● **Task objective**: Could you return all of the data exactly as given?

● **Task inputs**:
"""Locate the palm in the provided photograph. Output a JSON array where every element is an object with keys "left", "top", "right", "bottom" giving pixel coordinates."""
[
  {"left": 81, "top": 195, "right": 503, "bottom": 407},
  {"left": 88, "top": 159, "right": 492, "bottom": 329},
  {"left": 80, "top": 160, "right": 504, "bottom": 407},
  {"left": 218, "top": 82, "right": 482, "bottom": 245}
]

● **Exercise answer**:
"""Locate the palm in the provided photograph. Output a JSON array where every element is an object with keys "left", "top", "right", "bottom" giving pixel coordinates."""
[
  {"left": 81, "top": 195, "right": 503, "bottom": 407},
  {"left": 88, "top": 159, "right": 492, "bottom": 329},
  {"left": 80, "top": 160, "right": 504, "bottom": 407},
  {"left": 218, "top": 82, "right": 482, "bottom": 245}
]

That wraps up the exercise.